=== AIM OF THE TASK ===
Retype each entry verbatim. Do not include the images.

++++ DATA TO EXAMINE

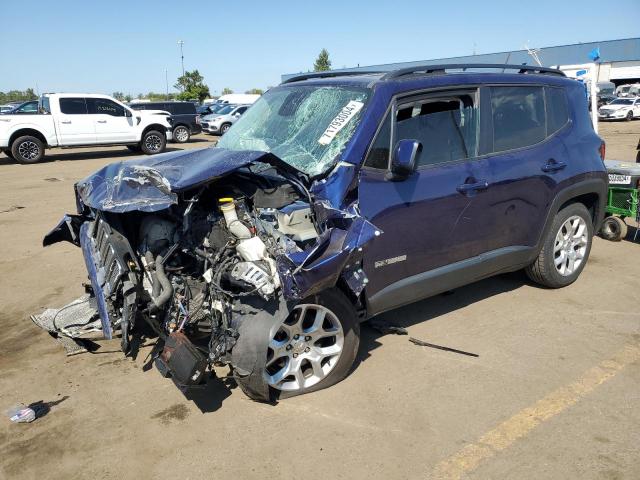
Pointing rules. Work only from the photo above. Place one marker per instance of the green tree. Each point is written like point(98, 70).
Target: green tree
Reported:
point(322, 63)
point(192, 86)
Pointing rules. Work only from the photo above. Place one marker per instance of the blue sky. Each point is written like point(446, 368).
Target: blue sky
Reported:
point(72, 45)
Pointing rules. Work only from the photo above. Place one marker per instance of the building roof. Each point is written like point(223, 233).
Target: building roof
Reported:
point(623, 50)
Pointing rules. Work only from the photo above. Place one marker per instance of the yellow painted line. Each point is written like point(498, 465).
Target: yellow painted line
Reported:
point(523, 422)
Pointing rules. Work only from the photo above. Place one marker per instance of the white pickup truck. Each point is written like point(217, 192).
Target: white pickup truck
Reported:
point(80, 119)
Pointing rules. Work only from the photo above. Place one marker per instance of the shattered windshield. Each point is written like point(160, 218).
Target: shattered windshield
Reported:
point(305, 126)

++++++++

=== OUTPUT FOR THIS TASK ===
Pointing rules. Work only from the photo above. Place one marker per instance of the green tree. Each point is written like point(98, 70).
Target: green tree
Reported:
point(322, 63)
point(192, 86)
Pointing rules. Work only from the photo above. Place one marker per instance of the blue sky. Each point is written like point(446, 368).
Target: blue sky
Reported:
point(72, 45)
Pointing rules. Work only from the photo above. Place one marker per instance of the building roof. Each point is written like point(223, 233).
Target: building roof
Reported:
point(623, 50)
Pointing rules. Work only from the photo above. Place one marker per instance of the yellow painted line. Each point is written like point(498, 465).
Target: yellow painted line
Reported:
point(523, 422)
Pointing rules. Work only from the photo above. Place one marker per instance of the white pickup truck. Each point is written like point(217, 192).
Target: white pickup truck
Reported:
point(80, 119)
Pointing rules. Work only from the photo above. Place one marker per instance of the shattered windshield. Each point is written like point(160, 218).
Target: shattered windshield
Reported:
point(305, 126)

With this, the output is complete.